Natural-language object grounding data
[Start of section]
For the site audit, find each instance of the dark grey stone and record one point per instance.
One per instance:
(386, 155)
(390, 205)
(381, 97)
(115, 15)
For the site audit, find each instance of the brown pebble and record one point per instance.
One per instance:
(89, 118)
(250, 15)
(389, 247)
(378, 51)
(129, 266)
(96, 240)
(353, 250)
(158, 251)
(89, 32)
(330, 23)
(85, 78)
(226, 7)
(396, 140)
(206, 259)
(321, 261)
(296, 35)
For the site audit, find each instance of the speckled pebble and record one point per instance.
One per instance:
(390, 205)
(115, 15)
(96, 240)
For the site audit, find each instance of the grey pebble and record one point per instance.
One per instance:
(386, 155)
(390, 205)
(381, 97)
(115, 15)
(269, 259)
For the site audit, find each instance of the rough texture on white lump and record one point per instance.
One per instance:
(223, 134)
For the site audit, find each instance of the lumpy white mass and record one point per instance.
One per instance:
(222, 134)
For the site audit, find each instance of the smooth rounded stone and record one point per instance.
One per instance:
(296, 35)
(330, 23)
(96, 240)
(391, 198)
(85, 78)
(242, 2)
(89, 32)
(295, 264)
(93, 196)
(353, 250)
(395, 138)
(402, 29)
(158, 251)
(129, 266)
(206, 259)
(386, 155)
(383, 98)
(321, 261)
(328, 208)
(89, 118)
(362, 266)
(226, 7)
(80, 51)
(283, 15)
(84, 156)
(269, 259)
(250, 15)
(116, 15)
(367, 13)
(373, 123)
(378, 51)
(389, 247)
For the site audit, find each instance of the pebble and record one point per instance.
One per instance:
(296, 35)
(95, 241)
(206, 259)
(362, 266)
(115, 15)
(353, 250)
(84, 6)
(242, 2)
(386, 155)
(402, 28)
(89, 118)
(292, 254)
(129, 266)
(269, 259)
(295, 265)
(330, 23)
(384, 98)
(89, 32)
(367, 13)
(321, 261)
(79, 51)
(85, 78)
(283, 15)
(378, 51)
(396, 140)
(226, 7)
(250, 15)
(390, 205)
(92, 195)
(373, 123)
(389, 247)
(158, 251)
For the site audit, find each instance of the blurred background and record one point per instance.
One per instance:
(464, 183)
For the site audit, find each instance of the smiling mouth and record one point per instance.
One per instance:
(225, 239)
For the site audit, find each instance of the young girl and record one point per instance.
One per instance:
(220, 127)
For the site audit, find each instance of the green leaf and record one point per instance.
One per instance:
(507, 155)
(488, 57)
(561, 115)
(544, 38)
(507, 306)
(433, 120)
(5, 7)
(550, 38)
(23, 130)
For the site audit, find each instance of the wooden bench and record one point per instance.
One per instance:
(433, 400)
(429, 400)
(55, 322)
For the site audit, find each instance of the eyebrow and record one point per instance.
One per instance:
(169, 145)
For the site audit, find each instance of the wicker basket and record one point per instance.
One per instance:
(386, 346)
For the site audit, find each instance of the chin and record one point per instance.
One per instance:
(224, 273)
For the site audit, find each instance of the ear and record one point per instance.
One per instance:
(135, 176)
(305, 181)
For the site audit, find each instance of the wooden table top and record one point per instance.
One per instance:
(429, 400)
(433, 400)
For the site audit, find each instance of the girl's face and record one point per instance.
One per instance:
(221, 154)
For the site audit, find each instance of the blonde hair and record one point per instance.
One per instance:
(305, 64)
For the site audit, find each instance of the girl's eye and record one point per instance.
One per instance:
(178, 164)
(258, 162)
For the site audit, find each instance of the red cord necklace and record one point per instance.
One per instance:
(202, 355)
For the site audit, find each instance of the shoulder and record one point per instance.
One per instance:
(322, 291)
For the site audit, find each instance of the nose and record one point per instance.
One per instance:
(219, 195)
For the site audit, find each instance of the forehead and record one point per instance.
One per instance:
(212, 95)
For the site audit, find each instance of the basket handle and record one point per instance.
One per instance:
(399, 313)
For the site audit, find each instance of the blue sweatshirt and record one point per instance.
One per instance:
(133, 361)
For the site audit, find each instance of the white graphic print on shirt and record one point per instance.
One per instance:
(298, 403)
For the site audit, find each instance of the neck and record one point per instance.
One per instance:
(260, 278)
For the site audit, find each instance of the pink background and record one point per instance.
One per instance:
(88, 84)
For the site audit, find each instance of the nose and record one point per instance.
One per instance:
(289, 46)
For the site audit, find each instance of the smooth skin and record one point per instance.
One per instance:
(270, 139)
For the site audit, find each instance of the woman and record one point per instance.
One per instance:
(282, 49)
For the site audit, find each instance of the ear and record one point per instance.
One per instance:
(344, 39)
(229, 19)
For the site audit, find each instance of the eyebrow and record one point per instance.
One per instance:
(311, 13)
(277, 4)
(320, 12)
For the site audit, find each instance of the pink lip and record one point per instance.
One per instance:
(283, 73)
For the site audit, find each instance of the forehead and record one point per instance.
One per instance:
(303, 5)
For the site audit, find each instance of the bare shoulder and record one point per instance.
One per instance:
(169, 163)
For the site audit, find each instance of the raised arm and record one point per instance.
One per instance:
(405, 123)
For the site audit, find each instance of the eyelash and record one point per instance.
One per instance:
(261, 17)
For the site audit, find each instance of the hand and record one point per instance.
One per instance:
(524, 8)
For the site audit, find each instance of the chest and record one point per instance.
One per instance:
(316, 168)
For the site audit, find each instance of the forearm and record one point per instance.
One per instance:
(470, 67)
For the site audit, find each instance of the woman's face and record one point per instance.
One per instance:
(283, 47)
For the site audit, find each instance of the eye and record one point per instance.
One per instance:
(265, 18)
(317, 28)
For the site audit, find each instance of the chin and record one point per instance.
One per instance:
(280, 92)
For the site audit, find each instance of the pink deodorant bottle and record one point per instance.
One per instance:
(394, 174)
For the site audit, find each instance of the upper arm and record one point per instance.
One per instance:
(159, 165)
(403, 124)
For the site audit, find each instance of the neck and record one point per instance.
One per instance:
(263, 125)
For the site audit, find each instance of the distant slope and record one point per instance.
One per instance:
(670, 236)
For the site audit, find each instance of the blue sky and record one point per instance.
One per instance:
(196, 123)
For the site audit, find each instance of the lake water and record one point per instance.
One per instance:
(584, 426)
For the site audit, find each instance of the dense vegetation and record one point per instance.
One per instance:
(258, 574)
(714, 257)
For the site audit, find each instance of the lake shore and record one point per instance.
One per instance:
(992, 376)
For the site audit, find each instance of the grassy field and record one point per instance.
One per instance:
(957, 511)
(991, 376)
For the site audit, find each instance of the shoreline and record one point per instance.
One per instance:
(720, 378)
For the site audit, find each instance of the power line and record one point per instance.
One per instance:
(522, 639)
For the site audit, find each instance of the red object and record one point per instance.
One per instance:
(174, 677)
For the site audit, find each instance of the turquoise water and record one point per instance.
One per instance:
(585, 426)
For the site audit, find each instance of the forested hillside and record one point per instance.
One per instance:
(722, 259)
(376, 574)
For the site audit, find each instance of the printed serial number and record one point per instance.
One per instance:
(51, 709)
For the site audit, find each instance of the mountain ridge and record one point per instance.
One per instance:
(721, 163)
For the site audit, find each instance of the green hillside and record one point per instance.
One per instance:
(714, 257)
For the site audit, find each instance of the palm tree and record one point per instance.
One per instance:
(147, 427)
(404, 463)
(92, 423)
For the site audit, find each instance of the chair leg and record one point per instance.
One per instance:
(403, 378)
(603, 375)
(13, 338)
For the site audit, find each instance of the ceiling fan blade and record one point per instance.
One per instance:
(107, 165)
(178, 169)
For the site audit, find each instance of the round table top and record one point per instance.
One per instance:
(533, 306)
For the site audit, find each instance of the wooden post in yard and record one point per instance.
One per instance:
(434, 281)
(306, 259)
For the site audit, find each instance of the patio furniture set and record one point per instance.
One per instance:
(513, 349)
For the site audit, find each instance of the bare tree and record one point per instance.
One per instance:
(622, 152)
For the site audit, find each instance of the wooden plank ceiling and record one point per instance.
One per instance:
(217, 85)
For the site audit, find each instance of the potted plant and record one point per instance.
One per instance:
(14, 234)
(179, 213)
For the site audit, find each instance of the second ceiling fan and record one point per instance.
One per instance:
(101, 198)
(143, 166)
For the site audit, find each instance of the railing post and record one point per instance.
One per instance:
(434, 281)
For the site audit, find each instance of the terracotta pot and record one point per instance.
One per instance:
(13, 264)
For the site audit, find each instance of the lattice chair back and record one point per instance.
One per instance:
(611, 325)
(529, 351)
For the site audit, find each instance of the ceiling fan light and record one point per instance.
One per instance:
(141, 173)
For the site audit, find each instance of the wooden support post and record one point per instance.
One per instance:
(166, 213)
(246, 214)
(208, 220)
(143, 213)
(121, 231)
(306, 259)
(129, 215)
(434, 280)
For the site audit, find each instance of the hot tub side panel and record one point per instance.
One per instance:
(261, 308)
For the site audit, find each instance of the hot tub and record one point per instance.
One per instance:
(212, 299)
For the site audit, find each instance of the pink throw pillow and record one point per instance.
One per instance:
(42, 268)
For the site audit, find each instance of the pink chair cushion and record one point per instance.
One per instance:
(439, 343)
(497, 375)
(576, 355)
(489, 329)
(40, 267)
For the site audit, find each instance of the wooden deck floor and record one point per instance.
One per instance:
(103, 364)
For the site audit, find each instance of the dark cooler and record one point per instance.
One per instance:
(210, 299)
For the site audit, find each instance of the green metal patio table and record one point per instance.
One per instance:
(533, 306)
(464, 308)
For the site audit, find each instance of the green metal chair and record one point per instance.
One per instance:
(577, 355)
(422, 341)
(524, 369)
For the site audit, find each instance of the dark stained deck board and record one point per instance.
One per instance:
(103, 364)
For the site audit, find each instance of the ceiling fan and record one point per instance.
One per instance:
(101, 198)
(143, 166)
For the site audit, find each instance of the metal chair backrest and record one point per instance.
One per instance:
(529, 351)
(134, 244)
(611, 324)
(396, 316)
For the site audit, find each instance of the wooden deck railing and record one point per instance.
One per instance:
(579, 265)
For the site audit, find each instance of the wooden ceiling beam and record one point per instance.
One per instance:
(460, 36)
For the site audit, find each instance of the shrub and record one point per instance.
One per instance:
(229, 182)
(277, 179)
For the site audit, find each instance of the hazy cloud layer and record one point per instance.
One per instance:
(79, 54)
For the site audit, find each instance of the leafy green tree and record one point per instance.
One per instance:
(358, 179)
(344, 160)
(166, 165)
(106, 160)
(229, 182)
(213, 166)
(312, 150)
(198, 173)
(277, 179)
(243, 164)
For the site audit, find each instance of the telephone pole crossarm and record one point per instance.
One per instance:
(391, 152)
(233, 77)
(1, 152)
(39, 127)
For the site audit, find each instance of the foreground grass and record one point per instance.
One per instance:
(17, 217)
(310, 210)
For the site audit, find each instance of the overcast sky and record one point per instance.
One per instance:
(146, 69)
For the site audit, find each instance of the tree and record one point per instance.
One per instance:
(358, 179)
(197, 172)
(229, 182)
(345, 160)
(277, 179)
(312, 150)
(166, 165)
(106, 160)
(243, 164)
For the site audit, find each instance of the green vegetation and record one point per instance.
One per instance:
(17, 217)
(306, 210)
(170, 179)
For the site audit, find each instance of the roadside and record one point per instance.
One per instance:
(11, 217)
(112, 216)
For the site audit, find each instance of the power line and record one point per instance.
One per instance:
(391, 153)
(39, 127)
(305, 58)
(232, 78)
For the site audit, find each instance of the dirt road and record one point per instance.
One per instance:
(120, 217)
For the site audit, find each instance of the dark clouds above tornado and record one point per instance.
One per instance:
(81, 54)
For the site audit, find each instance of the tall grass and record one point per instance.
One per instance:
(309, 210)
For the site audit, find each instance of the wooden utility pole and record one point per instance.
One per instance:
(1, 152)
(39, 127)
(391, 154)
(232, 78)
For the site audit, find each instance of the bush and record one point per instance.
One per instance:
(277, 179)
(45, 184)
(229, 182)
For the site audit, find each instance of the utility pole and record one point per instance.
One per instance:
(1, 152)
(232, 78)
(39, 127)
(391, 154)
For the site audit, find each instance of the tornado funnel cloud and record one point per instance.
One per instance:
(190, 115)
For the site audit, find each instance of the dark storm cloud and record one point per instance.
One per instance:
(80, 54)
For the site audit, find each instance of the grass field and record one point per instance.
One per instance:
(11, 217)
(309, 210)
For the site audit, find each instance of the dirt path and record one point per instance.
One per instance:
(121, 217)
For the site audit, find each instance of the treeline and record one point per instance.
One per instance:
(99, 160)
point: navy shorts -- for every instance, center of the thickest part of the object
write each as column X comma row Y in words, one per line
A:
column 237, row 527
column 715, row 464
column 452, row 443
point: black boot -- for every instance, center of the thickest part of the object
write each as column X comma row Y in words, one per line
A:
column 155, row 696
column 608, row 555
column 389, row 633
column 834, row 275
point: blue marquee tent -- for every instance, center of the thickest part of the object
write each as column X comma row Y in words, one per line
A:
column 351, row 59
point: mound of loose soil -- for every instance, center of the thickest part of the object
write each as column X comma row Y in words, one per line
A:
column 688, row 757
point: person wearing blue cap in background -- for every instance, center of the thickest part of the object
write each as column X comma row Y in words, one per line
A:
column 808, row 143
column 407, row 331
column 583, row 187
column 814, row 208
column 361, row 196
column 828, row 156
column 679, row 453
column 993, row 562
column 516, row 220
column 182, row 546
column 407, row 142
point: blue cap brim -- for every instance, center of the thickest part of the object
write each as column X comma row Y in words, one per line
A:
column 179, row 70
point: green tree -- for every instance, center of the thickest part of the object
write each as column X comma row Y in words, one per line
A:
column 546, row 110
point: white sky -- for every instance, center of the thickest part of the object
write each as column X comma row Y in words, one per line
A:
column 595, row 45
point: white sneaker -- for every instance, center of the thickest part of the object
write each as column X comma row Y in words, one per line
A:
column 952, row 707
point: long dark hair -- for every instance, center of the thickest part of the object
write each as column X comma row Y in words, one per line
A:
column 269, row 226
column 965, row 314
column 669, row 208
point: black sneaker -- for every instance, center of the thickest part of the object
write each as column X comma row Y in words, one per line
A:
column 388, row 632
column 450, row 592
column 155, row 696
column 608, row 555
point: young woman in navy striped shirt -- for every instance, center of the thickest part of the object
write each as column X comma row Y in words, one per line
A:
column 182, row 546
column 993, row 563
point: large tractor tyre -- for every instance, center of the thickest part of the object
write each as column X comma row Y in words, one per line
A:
[End of section]
• EXERCISE BRIEF: Above are the records. Copy the lines beginning at the one that has "For the site audit, find each instance of the speckled" and ending with the one that has "For the site audit, find each instance of the green leaf", unchanged.

• RESULT OF THIS EXERCISE:
For the site audit, find each instance of the speckled pebble and record one point per instance.
One per instance:
(390, 205)
(115, 15)
(96, 240)
For the site audit, find each instance of the grey pebble and record one point per instance.
One per instance:
(386, 155)
(390, 205)
(381, 97)
(115, 15)
(269, 259)
For the site audit, find each instance of the rough texture on white lump and record one point per instance.
One per instance:
(223, 134)
For the site audit, find each instance of the lumpy white mass and record one point per instance.
One per instance:
(222, 134)
For the site audit, find each instance of the smooth rounded stone and record one point per instance.
One per instance:
(296, 35)
(330, 23)
(96, 240)
(391, 198)
(85, 78)
(242, 2)
(89, 32)
(295, 264)
(93, 196)
(353, 250)
(395, 138)
(402, 29)
(158, 251)
(129, 266)
(206, 259)
(386, 155)
(383, 98)
(321, 261)
(328, 208)
(89, 118)
(362, 266)
(226, 7)
(80, 51)
(283, 15)
(84, 156)
(269, 259)
(250, 15)
(116, 15)
(367, 13)
(373, 123)
(378, 51)
(389, 247)
For the site audit, find each instance of the pebble and record one point per instance.
One per instance:
(296, 35)
(95, 241)
(206, 259)
(362, 266)
(115, 15)
(353, 250)
(84, 6)
(242, 2)
(386, 155)
(402, 28)
(89, 118)
(292, 254)
(129, 266)
(269, 259)
(295, 265)
(330, 23)
(384, 98)
(89, 32)
(367, 13)
(321, 261)
(79, 51)
(85, 78)
(283, 15)
(378, 51)
(396, 140)
(226, 7)
(250, 15)
(390, 205)
(92, 195)
(373, 123)
(389, 247)
(158, 251)
For the site audit, find each instance of the blurred background and record one point per instance.
One per instance:
(464, 183)
For the site audit, find each instance of the smiling mouth and record one point per instance.
One per instance:
(225, 239)
For the site audit, find each instance of the young girl and record one point per instance.
One per instance:
(220, 127)
For the site audit, find each instance of the green leaf and record one point per instance.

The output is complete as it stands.